• Extrait
⟨

Donc ce n’est pas tellement « sur le fond » qu’il y a des changements, des différences, mais c’est sur la forme et sur le nombre. L'étendue. Jusqu’à présent, le déni de démocratie quotidienne était réservé à certain-es : les noirs, les arabes, les pauvres. Les blancs bourgeois (y compris « de gauche », pas la peine de se mentir) regardaient leurs chaussures sans se sentir vraiment concerné-es. Ok, mais ça, c’est fini mes petits amis, c’était « avant ». Maintenant, comme chantait Dominique Grange « Chacun de nous est concerné ». Et va l’être d’autant plus que l’économie que nous concocte le Capital est majoritairement une économie de la guerre et de la dévastation (la Serbie veut des Rafale et Macron va les lui vendre. Israël signe des contrats mirobolants avec l’Allemagne, et j’en passe. Allo, allo, la guerre est là).
Tout ce qui s’oppose à cette barbarie va être taxé de « terrorisme » à plus ou moins brève échéance. L’est déjà régulièrement d’ailleurs. Et ne parlons pas des yeux crevés et des mains amputés, des morts même.
Face à ce désastre que faire ? Continuer à nous « adapter » ? Mais jusqu’à quand ? Mme Braun-Pivet pérorait doctement aux journées d’été du Medef qu’on avait le droit (sic) de trouver un travail mais (re sic) le DEVOIR de travailler.

⟩

• Données disponibles
⟨

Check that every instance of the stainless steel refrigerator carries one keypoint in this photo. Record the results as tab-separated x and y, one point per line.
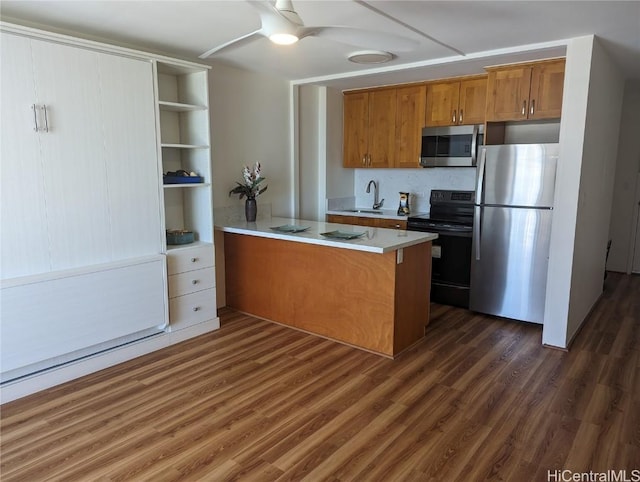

⟩

• Consignes
[1] Recopiez mot pour mot l'extrait, depuis « Tout ce qui » jusqu'à « DEVOIR de travailler. ».
[2] Dans l'extrait, réécrivez sous forme de liste courte le paragraphe qui commence par « Tout ce qui s'oppose à cette barbarie », en gardant ses idées principales.
[3] Reprenez le texte sur le déni de démocratie à la suite de sa dernière phrase, celle sur Mme Braun-Pivet et le Medef.

• Réponses
[1]
Tout ce qui s’oppose à cette barbarie va être taxé de « terrorisme » à plus ou moins brève échéance. L’est déjà régulièrement d’ailleurs. Et ne parlons pas des yeux crevés et des mains amputés, des morts même.
Face à ce désastre que faire ? Continuer à nous « adapter » ? Mais jusqu’à quand ? Mme Braun-Pivet pérorait doctement aux journées d’été du Medef qu’on avait le droit (sic) de trouver un travail mais (re sic) le DEVOIR de travailler.

[2]
- Toute opposition à cette barbarie sera bientôt traitée de « terrorisme ».
- C'est déjà souvent le cas.
- Il y a eu des yeux crevés, des mains amputées et même des morts.

[3]
Non mais vous vous rendez compte de l’ampleur du délire ? Mais pourquoi s’adapter en fait à quelque-chose d’aussi néfaste à très court terme ? Pourquoi continuer à subir ? Ce que nous devons trouver, ce sont des moyens d’être solidaires pour lutter efficacement. Ce que nous devons trouver, ce sont des stratégies et des organisations. Pas la peine de cliver entre ceux qui font comme ci celles qui font comme ça : tant qu’on reste du même côté de la barricade, tout est acceptable, et il faudra de tout.
Ce que l’assistance aux victimes de violences m’a appris c’est que souvent ce qui leur fait défaut pour s’en sortir, pour briser le cercle, pour quitter le père abusif, le cousin violeur, le mari violent, le patron harceleur… c’est de l’aide pour parer aux effets que produisent leur rébellion. C’est de l’aide pour atténuer/empêcher les coups pris en retour quand on veut reprendre sa liberté. C’est une perspective de changement réel. Un vrai soutien concret.
La gauche unie fait partie de ces moyens (ça ne suffit pas mais ça compte). Les syndicats unis aussi.
C’est pareil pour nous. Pour celles et ceux qui luttent. La première chose à faire d’urgence, c’est de nous donner les moyens de nous protéger quand nous allons 1° mettre un terme à cette ridicule délégation de nos vies à des politicien·nes (oh eh deux mois sans "gouvernement" et toujours vivants!), et 2° nous rebeller contre la barbarie, le bourrage de crâne de « l’extrême-droite » (qu’elle crèche chez LR ou même dans des poches « minoritaires » du PS) .
Donc, il nous faut un parti unique de gauche, finaliser la fusion du Nouveau Front Populaire autour du programme des législatives. Ensuite ce que nous voulons, c’est de la clarté, de la cohérence et de la détermination sur les lignes politiques et sur les objectifs. On arrête de bidouiller, de mentir. On se dit les choses.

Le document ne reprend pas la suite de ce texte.